**Task:**
Which lines of the entries below contain the string "wooden"? Copy each one.

**Records to process:**
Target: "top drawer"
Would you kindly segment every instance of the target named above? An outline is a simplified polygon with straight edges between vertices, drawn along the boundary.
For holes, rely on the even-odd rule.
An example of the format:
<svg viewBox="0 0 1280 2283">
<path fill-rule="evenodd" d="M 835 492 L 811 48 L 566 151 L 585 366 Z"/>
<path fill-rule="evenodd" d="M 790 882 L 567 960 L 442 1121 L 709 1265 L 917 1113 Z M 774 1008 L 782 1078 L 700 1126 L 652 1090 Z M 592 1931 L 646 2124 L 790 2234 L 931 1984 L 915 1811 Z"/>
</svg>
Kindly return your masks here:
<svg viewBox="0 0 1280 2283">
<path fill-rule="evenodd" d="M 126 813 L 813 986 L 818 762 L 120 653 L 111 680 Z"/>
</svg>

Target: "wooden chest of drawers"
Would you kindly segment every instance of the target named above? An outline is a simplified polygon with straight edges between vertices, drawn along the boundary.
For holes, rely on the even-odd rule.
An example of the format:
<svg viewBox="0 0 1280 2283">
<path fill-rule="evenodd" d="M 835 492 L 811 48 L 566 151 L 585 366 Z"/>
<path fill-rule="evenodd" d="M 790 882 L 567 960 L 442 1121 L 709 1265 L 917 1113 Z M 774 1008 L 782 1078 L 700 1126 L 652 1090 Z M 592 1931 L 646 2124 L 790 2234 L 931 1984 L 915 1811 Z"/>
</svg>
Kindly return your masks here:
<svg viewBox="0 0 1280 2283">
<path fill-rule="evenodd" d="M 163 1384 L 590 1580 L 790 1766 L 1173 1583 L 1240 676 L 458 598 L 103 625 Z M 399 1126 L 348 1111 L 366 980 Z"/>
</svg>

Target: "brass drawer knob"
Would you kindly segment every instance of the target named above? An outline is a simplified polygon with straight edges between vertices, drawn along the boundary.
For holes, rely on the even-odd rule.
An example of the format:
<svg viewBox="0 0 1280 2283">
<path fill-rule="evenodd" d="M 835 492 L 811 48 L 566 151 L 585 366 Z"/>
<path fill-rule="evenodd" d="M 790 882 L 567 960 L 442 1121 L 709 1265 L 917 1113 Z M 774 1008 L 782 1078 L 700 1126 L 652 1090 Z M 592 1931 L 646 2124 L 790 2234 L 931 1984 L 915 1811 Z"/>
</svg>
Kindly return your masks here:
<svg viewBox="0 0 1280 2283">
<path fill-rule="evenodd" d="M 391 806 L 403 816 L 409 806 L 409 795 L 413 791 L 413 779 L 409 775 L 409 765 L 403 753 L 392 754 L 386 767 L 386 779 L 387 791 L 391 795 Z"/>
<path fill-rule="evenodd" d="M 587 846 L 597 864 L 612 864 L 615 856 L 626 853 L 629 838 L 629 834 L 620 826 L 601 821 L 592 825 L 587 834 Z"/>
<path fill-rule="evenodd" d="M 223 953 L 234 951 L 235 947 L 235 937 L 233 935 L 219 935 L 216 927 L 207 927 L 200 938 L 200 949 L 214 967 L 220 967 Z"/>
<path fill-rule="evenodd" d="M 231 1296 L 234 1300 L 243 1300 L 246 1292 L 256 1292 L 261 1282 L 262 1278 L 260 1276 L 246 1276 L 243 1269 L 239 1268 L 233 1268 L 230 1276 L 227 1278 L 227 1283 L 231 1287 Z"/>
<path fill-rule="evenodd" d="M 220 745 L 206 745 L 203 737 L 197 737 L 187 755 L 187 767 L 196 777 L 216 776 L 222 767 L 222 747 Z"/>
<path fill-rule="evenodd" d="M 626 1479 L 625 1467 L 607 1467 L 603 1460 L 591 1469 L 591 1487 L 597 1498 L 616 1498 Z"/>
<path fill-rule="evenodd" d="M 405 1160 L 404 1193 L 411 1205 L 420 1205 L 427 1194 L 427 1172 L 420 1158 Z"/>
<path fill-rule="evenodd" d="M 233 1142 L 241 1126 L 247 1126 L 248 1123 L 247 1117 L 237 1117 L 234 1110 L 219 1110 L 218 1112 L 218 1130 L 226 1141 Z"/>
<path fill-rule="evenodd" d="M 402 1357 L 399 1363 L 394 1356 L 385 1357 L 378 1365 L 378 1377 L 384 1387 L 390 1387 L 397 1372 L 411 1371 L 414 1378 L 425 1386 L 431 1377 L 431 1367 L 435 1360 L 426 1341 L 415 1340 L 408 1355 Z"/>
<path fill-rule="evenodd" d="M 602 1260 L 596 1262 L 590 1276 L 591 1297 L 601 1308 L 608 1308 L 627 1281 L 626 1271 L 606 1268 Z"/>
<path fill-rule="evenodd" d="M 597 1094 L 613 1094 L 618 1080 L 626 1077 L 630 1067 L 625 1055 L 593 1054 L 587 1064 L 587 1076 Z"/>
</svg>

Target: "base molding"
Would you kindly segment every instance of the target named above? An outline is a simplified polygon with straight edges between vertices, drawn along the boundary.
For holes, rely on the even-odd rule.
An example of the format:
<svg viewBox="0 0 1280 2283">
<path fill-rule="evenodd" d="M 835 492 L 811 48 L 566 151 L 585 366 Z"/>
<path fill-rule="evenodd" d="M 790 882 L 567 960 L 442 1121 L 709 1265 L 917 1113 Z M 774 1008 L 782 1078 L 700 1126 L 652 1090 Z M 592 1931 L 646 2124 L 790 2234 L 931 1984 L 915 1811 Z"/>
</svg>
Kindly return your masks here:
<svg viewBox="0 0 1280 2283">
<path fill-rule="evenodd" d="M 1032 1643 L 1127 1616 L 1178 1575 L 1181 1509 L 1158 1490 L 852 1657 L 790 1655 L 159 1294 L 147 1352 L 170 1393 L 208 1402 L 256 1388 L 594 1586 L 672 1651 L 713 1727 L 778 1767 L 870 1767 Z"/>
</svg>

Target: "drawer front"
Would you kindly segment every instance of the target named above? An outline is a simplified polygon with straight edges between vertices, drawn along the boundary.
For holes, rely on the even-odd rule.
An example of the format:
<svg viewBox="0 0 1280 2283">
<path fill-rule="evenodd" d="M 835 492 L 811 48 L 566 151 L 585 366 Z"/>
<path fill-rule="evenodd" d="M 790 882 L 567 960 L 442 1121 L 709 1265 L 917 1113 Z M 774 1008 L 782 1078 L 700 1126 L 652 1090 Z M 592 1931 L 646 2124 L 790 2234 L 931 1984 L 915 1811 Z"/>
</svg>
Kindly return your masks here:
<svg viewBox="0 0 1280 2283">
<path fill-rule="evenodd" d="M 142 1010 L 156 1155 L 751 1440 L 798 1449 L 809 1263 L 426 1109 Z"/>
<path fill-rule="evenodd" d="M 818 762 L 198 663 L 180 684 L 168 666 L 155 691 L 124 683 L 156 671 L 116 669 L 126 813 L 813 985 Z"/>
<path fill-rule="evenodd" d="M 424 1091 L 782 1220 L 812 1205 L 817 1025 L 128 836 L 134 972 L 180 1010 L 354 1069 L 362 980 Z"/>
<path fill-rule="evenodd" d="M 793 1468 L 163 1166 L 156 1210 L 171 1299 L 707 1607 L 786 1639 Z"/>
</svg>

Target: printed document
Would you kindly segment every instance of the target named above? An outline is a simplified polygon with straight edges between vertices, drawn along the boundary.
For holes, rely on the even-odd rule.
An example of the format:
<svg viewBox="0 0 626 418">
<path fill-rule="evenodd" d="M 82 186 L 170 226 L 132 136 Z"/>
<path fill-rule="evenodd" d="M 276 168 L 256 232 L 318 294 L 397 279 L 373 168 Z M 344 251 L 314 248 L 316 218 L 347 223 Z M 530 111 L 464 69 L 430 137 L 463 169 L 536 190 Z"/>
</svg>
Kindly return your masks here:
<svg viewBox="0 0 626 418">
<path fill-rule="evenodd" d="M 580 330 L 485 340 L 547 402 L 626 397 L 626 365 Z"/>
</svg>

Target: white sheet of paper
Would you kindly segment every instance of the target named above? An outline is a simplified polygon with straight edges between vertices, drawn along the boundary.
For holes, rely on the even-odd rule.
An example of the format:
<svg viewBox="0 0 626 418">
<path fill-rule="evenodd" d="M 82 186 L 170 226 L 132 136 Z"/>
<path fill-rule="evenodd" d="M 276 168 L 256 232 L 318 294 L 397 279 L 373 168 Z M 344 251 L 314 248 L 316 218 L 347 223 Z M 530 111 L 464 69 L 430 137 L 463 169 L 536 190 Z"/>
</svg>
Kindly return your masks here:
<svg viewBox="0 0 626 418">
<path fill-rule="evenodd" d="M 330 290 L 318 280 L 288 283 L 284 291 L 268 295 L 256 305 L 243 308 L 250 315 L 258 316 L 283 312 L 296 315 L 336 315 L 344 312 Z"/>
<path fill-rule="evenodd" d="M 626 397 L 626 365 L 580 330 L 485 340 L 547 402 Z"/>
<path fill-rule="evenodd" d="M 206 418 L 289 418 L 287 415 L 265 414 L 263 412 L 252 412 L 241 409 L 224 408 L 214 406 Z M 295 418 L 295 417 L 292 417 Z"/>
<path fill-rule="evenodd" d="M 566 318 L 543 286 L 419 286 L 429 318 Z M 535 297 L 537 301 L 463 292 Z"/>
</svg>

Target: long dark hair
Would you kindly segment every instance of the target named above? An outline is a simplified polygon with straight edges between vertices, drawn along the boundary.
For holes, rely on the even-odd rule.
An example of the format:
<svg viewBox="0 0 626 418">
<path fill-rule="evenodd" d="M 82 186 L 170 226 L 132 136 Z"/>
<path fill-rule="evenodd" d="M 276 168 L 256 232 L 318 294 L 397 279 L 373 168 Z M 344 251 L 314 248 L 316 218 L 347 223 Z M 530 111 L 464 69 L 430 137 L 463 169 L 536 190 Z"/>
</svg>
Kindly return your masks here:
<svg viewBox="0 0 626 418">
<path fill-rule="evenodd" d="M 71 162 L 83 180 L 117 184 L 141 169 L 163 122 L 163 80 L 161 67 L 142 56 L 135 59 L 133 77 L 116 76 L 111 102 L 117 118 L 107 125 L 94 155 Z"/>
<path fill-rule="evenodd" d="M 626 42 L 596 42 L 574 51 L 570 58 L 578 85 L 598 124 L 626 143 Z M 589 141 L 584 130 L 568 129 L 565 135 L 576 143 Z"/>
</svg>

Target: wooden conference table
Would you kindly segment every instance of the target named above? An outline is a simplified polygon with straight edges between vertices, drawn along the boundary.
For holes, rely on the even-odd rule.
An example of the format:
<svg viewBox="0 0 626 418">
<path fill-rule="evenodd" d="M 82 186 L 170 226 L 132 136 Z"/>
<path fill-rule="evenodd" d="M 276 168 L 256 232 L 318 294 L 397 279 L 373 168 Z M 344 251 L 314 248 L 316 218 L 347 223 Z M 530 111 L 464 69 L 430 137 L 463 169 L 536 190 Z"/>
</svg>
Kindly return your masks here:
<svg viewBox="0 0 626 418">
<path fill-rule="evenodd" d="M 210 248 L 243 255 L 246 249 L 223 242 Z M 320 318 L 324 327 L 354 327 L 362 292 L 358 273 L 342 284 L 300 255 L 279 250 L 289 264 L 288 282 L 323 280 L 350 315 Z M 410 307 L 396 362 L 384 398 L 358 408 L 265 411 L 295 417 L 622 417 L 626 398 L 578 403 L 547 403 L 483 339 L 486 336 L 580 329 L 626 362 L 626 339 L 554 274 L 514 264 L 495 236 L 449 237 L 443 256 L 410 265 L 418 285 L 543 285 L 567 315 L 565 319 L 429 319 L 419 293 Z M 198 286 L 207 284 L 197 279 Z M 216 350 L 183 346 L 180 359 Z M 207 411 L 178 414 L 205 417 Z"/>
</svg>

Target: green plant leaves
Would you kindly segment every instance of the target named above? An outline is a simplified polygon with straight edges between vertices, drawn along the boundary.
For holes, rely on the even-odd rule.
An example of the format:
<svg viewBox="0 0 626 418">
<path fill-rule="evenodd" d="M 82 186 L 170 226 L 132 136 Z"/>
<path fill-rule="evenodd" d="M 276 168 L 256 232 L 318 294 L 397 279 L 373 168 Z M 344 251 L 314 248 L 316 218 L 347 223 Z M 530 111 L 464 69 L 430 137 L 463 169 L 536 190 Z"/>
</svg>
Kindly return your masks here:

**Result of this task:**
Target: "wooden chest of drawers"
Target: wooden conference table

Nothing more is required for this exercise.